■ WORK INSTRUCTIONS: Reproduce all entries precisely, down to the last character.

■ GIVEN RECORDS:

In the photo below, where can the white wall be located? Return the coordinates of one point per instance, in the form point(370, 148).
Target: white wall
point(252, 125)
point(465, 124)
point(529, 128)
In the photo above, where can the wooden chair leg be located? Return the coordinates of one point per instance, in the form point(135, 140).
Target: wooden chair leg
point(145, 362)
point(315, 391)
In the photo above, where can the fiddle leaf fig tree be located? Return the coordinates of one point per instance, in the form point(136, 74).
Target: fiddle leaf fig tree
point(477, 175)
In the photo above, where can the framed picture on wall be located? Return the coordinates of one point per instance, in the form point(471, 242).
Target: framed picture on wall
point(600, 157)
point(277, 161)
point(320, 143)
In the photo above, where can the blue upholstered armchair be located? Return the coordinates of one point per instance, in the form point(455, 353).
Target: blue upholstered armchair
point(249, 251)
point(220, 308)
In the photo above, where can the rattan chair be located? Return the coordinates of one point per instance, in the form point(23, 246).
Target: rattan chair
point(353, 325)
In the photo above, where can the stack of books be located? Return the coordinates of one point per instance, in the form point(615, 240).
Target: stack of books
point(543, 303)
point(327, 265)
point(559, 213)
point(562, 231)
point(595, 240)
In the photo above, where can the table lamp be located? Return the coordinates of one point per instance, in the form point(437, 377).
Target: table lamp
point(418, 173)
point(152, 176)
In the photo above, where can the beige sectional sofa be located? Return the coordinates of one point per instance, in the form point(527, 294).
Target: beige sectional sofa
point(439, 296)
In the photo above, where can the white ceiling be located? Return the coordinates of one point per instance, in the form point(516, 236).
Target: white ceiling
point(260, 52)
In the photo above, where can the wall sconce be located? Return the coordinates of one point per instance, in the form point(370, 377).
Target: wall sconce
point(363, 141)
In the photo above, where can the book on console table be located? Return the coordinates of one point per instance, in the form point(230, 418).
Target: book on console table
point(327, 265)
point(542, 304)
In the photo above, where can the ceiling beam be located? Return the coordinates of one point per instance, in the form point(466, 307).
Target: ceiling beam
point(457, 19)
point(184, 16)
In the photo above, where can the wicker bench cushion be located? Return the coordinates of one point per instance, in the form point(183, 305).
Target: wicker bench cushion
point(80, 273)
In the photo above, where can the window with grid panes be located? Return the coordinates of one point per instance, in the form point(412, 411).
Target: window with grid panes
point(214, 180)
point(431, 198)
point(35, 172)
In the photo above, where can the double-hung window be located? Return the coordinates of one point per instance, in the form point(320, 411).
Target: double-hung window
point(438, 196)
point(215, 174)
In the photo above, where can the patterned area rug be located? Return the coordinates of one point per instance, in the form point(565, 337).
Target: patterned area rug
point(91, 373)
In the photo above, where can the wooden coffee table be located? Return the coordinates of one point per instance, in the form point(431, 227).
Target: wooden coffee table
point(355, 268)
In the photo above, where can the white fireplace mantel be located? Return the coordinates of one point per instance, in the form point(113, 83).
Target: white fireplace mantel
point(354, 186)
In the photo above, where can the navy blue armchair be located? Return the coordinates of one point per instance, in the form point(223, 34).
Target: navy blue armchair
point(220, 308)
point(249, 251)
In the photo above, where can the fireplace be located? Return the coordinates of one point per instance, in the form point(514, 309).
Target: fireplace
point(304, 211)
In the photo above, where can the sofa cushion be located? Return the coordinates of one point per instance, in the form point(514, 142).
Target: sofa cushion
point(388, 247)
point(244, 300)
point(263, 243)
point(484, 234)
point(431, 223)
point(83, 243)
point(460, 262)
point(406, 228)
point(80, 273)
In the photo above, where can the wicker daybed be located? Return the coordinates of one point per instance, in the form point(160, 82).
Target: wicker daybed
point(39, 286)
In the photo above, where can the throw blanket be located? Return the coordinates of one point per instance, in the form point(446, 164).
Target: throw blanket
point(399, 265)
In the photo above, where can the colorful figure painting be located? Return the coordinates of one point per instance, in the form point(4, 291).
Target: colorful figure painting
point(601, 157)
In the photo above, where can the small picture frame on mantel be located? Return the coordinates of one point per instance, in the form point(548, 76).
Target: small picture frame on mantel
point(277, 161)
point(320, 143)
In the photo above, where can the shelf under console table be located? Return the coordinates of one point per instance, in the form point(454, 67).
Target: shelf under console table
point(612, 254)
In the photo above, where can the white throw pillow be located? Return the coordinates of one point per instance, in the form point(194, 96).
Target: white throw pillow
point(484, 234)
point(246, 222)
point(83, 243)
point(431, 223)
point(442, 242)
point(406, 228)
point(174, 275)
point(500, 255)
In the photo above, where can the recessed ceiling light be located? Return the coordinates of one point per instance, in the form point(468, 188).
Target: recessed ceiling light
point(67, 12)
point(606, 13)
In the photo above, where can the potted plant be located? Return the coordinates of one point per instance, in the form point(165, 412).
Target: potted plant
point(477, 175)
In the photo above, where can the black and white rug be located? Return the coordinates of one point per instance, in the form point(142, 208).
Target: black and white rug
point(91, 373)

■ ANSWER FOR THIS EXERCISE:
In the photo below, where can the white wall be located? Return the coordinates of one point per instance, in the form point(370, 148).
Target: white wall
point(252, 125)
point(465, 124)
point(529, 128)
In the photo above, where can the wooden chair leg be located? Return the coordinates of one point per instance, in the form point(135, 140).
Target: wooden chair leg
point(145, 362)
point(315, 391)
In the photo above, where can the fiddle leaf fig tree be located? Return the coordinates of one point per instance, in the form point(136, 74).
Target: fiddle leaf fig tree
point(477, 175)
In the photo above, where can the framed picture on wall be located? Return the coordinates of one point per instance, in the form point(471, 242).
Target: framed picture on wall
point(600, 157)
point(277, 161)
point(320, 143)
In the photo above, where can the blue upholstered armchair be located? Return the coordinates of one point per instance, in the form point(455, 353).
Target: blue upholstered armchair
point(249, 251)
point(220, 308)
In the photo above, where can the rattan chair be located? Return the coordinates of one point per instance, in the form point(23, 246).
Target: rattan chair
point(353, 325)
In the photo above, where can the stack of books be located? Return the coordinates of one point per instance, in the form point(615, 240).
Target: stack of books
point(543, 303)
point(327, 265)
point(559, 213)
point(562, 231)
point(595, 240)
In the photo above, where can the table lamp be located? Return the coordinates of one point per instance, in the form point(437, 377).
Target: table lamp
point(418, 173)
point(152, 176)
In the photo above, where can the beige sectional sofa be located? Return the coordinates of one point per instance, in the form point(527, 294).
Target: beige sectional sofa
point(439, 296)
In the photo above, where can the white ceiling be located? Return the coordinates of one point per instance, in the form point(516, 236).
Target: white ceiling
point(260, 52)
In the photo above, where can the wall sconce be located? Return the coordinates of one point per instance, in the form point(370, 377).
Target: wall sconce
point(363, 141)
In the photo above, where can the book on console table be located? Return the coordinates of one point per instance, in the form point(230, 418).
Target: book on console table
point(327, 265)
point(542, 304)
In the photo above, where can the ceiling beam be located? Return the coordinates of one point per instance, in the form point(466, 307).
Target: ceiling beam
point(457, 19)
point(184, 16)
In the photo above, where can the wicker bench cushion be located? Return the coordinates of one point per instance, in the form point(183, 305).
Target: wicker bench cushion
point(80, 273)
In the photo above, where can the window with grid panes be located? Return the coordinates of one point per instance, in the form point(412, 411).
Target: window with grid panes
point(214, 180)
point(431, 198)
point(35, 172)
In the photo above, where can the double-hung window be located? Return the coordinates of one point per instance, in the form point(320, 411).
Target: double-hung window
point(438, 196)
point(215, 174)
In the photo above, where can the patterned area rug be located? Return the coordinates of one point per instance, in the form point(565, 337).
Target: patterned area rug
point(91, 373)
In the photo above, where can the wooden coffee table be located? Return the coordinates of one point per instance, in the form point(431, 227).
Target: wooden coffee table
point(355, 268)
In the photo above, where can the white fireplace mantel be located? Return the coordinates of one point per instance, in the form point(113, 83).
Target: white fireplace mantel
point(354, 186)
In the photo above, where can the navy blue armchair be located? Return the coordinates of one point per instance, in the form point(223, 34).
Target: navy blue armchair
point(220, 308)
point(249, 251)
In the photo above, where can the fireplace be located? Return the coordinates of one point per instance, in the form point(514, 309).
Target: fireplace
point(304, 211)
In the photo above, where can the sofa cushion be located? Return the coordinates of one point per instance, in the form point(514, 142).
Target: sofa cushion
point(388, 247)
point(244, 300)
point(263, 243)
point(484, 234)
point(431, 223)
point(83, 243)
point(460, 262)
point(406, 228)
point(80, 273)
In the photo above, where can the wicker daybed be located? Return the coordinates of one point per instance, in the form point(160, 82).
Target: wicker daybed
point(39, 286)
In the photo above, where can the throw blanket be located? Return the coordinates of one point per instance, in the form point(446, 164).
Target: throw blanket
point(399, 265)
In the photo above, where can the colorful figure painting be located? Return the coordinates of one point per instance, in the form point(4, 291).
Target: colorful figure painting
point(601, 157)
In the photo above, where can the small picture frame on mantel be located? Return the coordinates of one point per instance, in the form point(548, 76).
Target: small picture frame on mantel
point(277, 161)
point(320, 143)
In the photo above, where can the shelf under console table be located? Return the coordinates of one point per instance, in the form point(454, 67).
Target: shelf under console table
point(612, 254)
In the photo above, where can the white throw pillow be located? Return the coordinates of one point per instance, in the form point(194, 96).
Target: white throw pillow
point(484, 234)
point(246, 222)
point(83, 243)
point(431, 223)
point(442, 242)
point(406, 228)
point(174, 275)
point(500, 255)
In the photo above, where can the recessed ceiling light be located? Return the coordinates of one point per instance, in the form point(468, 188).
Target: recessed ceiling light
point(67, 12)
point(606, 13)
In the photo above, where can the potted plant be located? Return the coordinates of one point per instance, in the form point(165, 412).
Target: potted plant
point(477, 175)
In the photo above, where can the black and white rug be located? Return the coordinates of one point per instance, in the form point(142, 208).
Target: black and white rug
point(91, 373)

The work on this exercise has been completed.